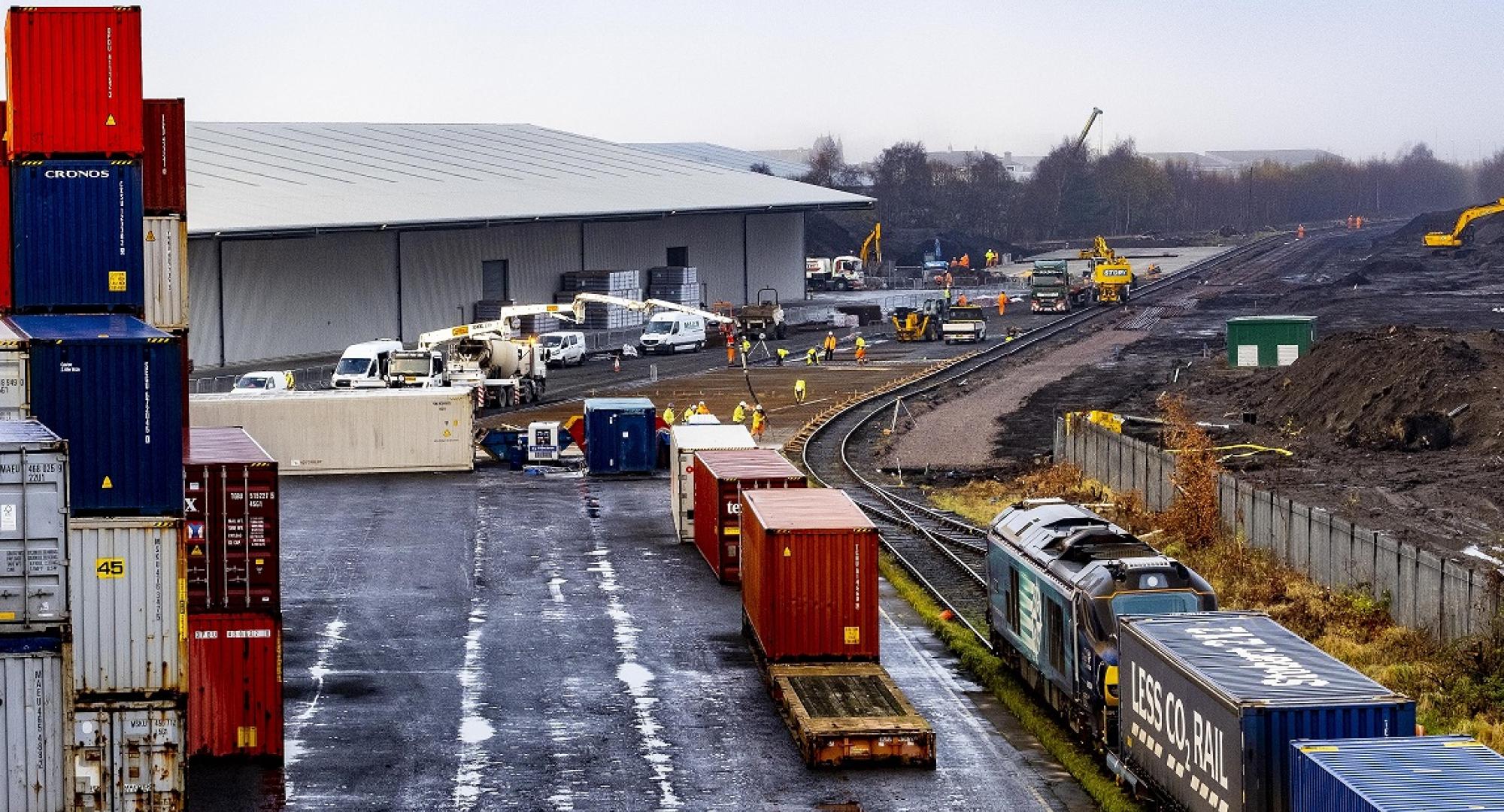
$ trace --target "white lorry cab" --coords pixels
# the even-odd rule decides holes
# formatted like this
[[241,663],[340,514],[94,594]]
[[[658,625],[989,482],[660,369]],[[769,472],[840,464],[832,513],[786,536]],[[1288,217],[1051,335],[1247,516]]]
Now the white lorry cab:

***

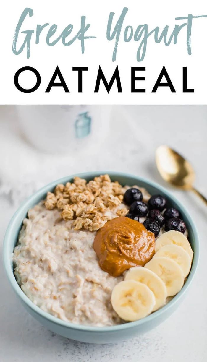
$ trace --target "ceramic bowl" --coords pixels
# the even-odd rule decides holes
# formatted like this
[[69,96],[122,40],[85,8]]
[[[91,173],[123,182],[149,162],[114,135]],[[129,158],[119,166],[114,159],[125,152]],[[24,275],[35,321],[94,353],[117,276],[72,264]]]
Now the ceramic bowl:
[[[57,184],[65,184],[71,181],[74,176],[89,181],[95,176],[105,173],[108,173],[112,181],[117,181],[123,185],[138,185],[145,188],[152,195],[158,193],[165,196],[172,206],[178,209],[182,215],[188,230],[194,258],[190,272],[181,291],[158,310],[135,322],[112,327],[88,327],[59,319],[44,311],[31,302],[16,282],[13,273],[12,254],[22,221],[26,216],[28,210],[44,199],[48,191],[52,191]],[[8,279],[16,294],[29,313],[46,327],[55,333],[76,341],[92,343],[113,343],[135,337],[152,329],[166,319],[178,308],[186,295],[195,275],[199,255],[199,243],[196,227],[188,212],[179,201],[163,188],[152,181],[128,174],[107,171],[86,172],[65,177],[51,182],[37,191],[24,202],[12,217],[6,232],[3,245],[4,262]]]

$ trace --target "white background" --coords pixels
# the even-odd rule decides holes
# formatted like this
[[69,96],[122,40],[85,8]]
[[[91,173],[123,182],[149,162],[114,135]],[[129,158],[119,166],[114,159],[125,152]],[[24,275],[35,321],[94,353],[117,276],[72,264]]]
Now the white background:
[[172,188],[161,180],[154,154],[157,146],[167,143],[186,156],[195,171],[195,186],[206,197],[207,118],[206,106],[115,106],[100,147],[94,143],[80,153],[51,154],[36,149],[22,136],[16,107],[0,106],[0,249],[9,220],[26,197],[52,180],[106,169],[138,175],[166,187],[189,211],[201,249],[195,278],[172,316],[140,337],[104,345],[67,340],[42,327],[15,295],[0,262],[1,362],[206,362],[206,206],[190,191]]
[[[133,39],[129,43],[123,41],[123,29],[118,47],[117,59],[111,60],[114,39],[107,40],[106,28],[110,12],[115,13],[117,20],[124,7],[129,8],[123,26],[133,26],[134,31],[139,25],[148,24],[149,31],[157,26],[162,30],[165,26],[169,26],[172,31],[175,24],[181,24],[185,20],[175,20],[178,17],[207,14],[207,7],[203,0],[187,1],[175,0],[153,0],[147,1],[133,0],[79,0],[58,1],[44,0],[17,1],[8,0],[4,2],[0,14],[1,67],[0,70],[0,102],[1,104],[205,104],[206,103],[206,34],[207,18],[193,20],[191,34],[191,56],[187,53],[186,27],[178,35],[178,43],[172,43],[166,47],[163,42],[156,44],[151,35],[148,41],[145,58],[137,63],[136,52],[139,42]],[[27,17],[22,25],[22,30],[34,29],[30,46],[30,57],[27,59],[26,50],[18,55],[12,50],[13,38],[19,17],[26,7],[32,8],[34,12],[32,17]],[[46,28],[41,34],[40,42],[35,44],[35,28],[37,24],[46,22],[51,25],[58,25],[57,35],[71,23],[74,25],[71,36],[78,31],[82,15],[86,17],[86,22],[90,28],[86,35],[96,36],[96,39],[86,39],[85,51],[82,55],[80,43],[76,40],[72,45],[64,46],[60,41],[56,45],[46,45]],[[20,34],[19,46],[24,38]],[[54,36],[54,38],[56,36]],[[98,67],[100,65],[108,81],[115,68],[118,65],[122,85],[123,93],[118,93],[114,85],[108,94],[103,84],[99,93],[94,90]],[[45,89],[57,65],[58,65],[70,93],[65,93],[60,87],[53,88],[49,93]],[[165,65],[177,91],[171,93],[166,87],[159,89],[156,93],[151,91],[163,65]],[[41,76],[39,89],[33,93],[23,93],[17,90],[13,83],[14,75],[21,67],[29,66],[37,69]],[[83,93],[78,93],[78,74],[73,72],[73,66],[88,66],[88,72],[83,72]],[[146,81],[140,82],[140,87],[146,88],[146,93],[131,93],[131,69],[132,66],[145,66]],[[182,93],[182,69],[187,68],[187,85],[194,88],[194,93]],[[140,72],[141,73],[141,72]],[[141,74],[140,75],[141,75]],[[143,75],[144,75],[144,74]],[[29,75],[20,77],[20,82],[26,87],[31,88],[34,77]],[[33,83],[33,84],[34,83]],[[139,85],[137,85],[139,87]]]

***

Work required -> Please count the lines in the records above that contain the string "bowl" and reply with that number alone.

Solution for this exercise -> 2